- STATED GOAL
Pull out every line of the listing below that contains the string "pedal".

═══ RECORDS SHOWN ═══

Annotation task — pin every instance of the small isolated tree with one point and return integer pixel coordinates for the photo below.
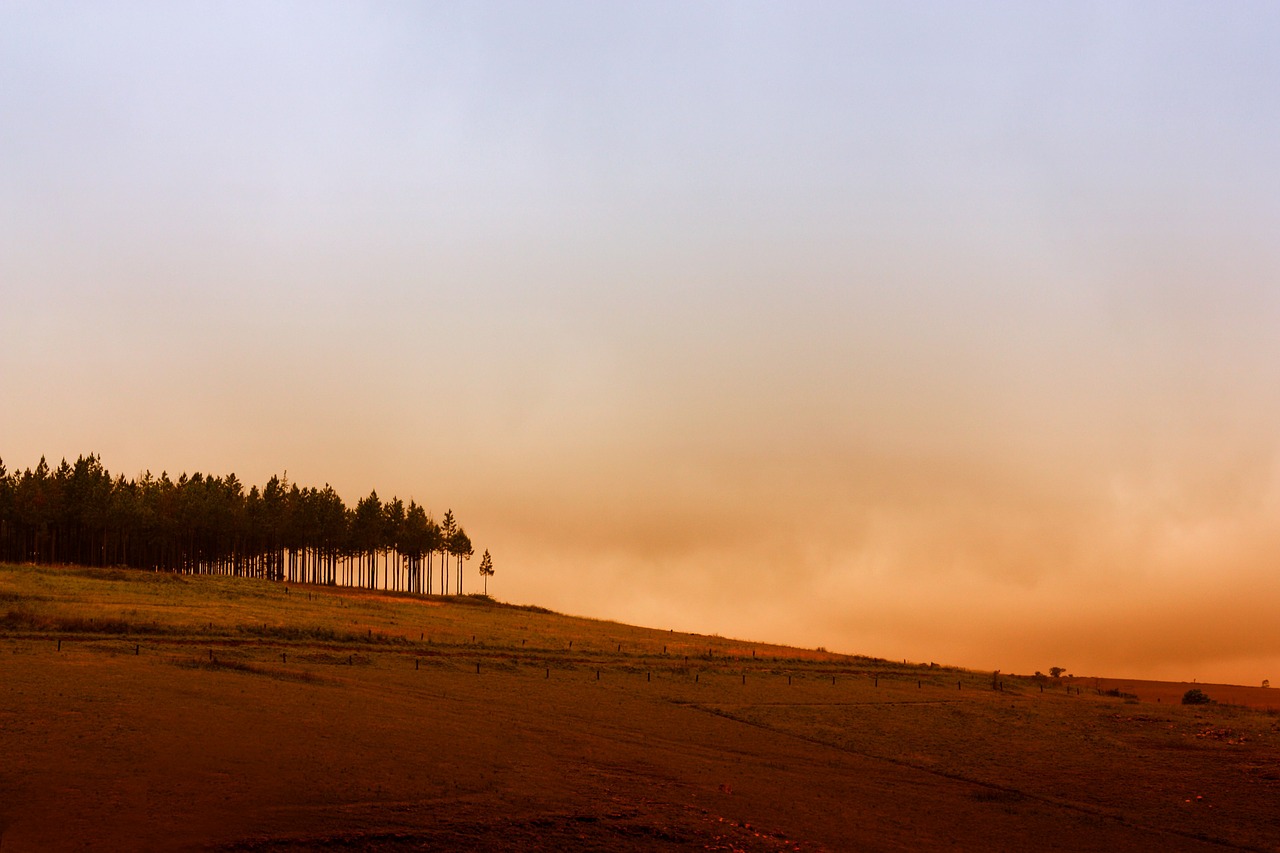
(485, 570)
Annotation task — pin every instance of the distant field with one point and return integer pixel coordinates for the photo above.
(151, 711)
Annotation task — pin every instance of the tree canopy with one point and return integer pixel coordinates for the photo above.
(211, 524)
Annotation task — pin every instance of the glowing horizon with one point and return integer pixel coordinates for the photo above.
(912, 331)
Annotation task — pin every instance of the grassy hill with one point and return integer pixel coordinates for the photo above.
(152, 711)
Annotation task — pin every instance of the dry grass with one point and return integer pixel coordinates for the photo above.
(356, 715)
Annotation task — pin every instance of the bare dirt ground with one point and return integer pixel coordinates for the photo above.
(359, 721)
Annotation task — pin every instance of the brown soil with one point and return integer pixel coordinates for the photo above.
(181, 742)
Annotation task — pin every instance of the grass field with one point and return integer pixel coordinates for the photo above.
(151, 711)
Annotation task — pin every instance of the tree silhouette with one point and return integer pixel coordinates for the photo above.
(485, 570)
(213, 524)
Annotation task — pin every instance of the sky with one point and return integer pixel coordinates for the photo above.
(928, 331)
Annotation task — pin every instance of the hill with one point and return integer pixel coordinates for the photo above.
(155, 711)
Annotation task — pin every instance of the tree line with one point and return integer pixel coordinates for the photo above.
(208, 524)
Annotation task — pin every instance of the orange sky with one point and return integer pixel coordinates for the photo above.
(914, 332)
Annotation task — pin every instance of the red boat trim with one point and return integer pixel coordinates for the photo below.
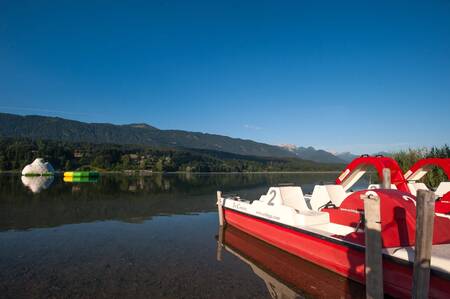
(340, 242)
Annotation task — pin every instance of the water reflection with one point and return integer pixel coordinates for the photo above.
(37, 183)
(128, 198)
(285, 275)
(137, 237)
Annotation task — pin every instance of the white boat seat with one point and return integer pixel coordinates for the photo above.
(442, 189)
(322, 194)
(319, 197)
(291, 196)
(308, 218)
(337, 194)
(378, 186)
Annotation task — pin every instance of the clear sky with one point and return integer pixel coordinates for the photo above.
(338, 75)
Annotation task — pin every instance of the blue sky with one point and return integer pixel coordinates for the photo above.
(343, 76)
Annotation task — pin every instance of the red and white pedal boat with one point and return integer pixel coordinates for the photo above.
(326, 228)
(409, 182)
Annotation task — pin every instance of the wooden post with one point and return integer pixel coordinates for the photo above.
(219, 208)
(386, 184)
(220, 244)
(374, 259)
(424, 238)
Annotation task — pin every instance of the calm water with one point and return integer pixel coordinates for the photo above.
(141, 237)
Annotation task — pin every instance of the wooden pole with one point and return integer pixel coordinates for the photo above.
(424, 238)
(374, 262)
(219, 208)
(220, 244)
(386, 184)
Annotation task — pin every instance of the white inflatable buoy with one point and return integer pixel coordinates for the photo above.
(38, 168)
(37, 183)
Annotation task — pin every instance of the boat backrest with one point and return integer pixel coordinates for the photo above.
(378, 186)
(322, 194)
(291, 196)
(420, 186)
(319, 197)
(442, 189)
(336, 193)
(412, 188)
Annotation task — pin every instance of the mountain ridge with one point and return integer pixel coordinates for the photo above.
(57, 128)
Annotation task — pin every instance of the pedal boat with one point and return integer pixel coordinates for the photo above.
(327, 229)
(409, 182)
(285, 275)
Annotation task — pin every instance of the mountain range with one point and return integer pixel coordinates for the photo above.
(56, 128)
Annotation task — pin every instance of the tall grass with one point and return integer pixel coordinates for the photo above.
(407, 158)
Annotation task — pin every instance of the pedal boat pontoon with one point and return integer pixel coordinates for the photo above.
(285, 275)
(327, 228)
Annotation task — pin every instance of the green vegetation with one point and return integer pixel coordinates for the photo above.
(16, 153)
(407, 158)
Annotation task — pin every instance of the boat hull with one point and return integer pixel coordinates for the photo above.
(341, 257)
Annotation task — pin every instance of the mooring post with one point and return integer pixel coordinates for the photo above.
(424, 239)
(219, 207)
(220, 244)
(386, 184)
(373, 262)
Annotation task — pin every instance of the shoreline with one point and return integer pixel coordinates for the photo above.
(147, 173)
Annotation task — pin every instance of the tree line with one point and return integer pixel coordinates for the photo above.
(408, 158)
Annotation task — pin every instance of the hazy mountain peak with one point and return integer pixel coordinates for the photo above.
(141, 126)
(310, 153)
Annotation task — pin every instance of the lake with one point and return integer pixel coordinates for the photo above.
(151, 236)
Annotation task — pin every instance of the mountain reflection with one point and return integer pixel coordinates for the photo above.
(128, 198)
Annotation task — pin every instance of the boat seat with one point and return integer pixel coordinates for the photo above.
(319, 197)
(322, 194)
(291, 196)
(412, 189)
(337, 194)
(378, 186)
(442, 189)
(308, 218)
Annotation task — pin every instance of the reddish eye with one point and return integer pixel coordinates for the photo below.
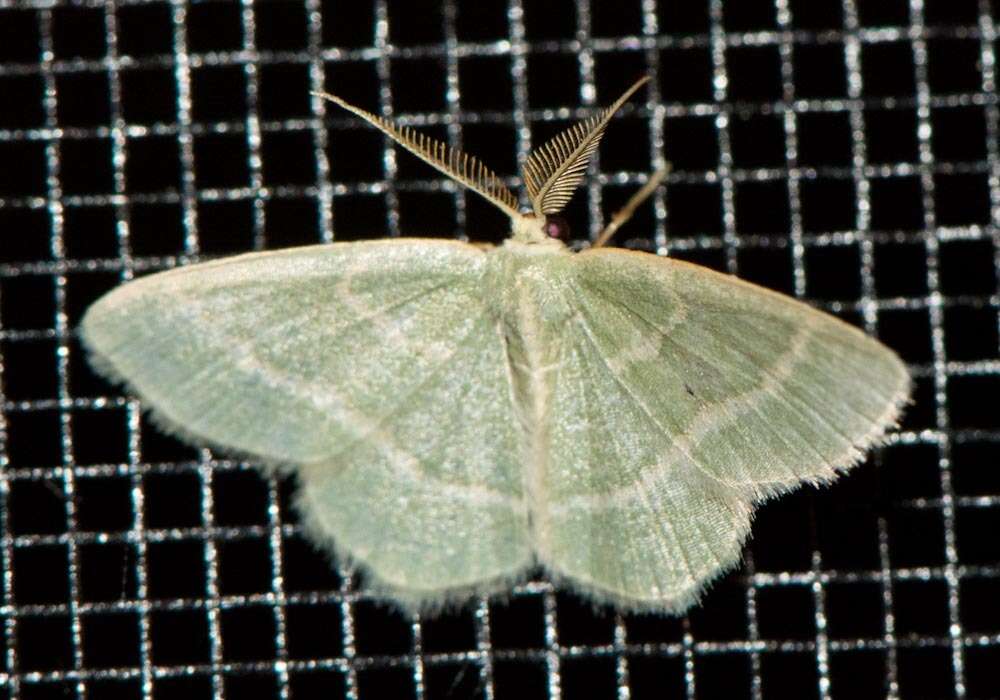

═══

- EXERCISE RESPONSE
Annotation task — pin every instance of the red and white pedal boat with one point and return integer pixel coordinates for the photo above.
Annotation task — pin every instance of the pedal boat with one point and return integer pixel coordinates for the photo above.
Annotation task — pin every instance of the pedal boat pontoon with one point and return integer pixel coordinates for the photo above.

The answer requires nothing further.